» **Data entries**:
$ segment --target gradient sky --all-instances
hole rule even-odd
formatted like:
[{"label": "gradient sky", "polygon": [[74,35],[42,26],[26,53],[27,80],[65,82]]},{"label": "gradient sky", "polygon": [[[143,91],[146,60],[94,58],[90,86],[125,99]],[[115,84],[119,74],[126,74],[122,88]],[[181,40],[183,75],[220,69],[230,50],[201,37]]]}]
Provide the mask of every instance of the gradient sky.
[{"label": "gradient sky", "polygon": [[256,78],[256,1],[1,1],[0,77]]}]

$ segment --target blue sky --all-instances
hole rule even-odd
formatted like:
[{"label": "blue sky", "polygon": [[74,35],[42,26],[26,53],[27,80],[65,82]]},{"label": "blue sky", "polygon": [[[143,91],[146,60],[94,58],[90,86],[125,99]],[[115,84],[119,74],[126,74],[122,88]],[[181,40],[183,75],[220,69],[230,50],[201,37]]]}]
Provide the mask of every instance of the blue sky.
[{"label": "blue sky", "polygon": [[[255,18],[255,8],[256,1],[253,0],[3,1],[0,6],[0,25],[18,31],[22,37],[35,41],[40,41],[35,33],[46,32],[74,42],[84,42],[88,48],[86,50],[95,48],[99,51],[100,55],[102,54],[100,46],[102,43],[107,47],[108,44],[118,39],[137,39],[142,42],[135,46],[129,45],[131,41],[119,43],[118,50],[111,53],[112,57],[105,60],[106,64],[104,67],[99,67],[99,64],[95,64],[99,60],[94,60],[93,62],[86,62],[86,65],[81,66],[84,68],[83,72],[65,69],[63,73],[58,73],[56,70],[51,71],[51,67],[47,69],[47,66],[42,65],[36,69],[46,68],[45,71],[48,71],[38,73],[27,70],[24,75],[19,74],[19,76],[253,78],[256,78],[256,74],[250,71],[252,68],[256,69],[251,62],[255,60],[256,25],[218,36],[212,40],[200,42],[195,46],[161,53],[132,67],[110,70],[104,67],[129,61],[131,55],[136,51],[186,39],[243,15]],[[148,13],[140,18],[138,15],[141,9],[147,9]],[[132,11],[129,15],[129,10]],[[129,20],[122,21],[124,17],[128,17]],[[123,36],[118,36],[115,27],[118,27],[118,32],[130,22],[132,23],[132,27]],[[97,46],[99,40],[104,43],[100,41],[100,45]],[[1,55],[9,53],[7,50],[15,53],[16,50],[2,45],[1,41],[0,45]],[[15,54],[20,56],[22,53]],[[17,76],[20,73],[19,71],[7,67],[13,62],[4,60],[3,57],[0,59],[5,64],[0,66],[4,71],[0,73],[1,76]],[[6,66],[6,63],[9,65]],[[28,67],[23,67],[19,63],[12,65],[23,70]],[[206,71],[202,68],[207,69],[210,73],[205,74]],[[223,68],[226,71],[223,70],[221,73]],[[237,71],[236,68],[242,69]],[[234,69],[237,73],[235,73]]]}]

» **Directions**: Reproduce every line of the data above word for word, leaving nothing out and changing nothing.

» **The solution**:
$ segment --target gradient sky --all-instances
hole rule even-odd
formatted like:
[{"label": "gradient sky", "polygon": [[74,35],[42,26],[26,53],[27,80],[65,82]]},{"label": "gradient sky", "polygon": [[[143,91],[146,60],[94,58],[90,86],[125,99]],[[115,84],[119,74],[126,74],[122,88]],[[181,40],[183,75],[220,69],[230,50],[201,37]]]}]
Provide the mask of every instance of the gradient sky.
[{"label": "gradient sky", "polygon": [[256,78],[256,1],[1,1],[0,77]]}]

$ segment --target blue sky --all-instances
hole rule even-odd
formatted like:
[{"label": "blue sky", "polygon": [[74,35],[42,26],[26,53],[27,80],[65,82]]},{"label": "blue sky", "polygon": [[[143,91],[146,60],[94,58],[90,86],[125,99]],[[115,84],[119,74],[126,74],[122,88]],[[181,40],[183,75],[220,69],[230,50],[201,37]]]}]
Provide the mask of every instance of the blue sky.
[{"label": "blue sky", "polygon": [[[255,18],[255,8],[256,1],[253,0],[3,1],[0,6],[0,25],[18,31],[22,37],[35,41],[40,41],[35,33],[46,32],[74,42],[84,42],[88,48],[86,50],[95,48],[99,51],[100,55],[102,54],[100,46],[102,43],[107,47],[108,44],[118,39],[137,39],[142,42],[135,46],[129,45],[131,41],[119,43],[118,50],[111,53],[112,57],[105,60],[106,64],[104,67],[99,67],[99,64],[95,64],[99,60],[94,60],[93,62],[86,62],[86,65],[81,66],[84,68],[83,72],[65,69],[63,73],[58,73],[56,70],[51,71],[51,67],[47,69],[47,66],[42,65],[36,69],[46,68],[45,71],[48,71],[38,73],[27,70],[24,75],[19,74],[19,76],[253,78],[256,78],[256,74],[250,71],[252,68],[256,69],[251,62],[255,60],[256,25],[218,36],[212,40],[200,42],[195,46],[161,53],[132,67],[110,70],[104,67],[129,61],[131,55],[136,51],[186,39],[243,15]],[[148,13],[140,18],[138,15],[141,9],[147,9]],[[132,11],[129,15],[129,10]],[[129,20],[122,21],[124,17],[128,17]],[[123,36],[118,36],[115,27],[118,27],[118,32],[130,22],[132,23],[132,27]],[[97,46],[99,40],[104,43],[100,41],[100,45]],[[1,55],[9,53],[7,50],[15,53],[16,50],[2,45],[1,41],[0,45]],[[15,54],[20,56],[22,53]],[[17,76],[20,73],[19,71],[7,67],[13,62],[4,60],[3,57],[0,59],[5,64],[0,66],[4,71],[0,73],[1,76]],[[6,66],[6,63],[9,65]],[[28,67],[23,67],[19,63],[12,65],[23,70]],[[206,71],[202,68],[207,69],[210,73],[205,74]],[[223,68],[226,71],[223,70],[221,73]],[[237,71],[236,68],[242,69]],[[234,69],[237,73],[235,73]]]}]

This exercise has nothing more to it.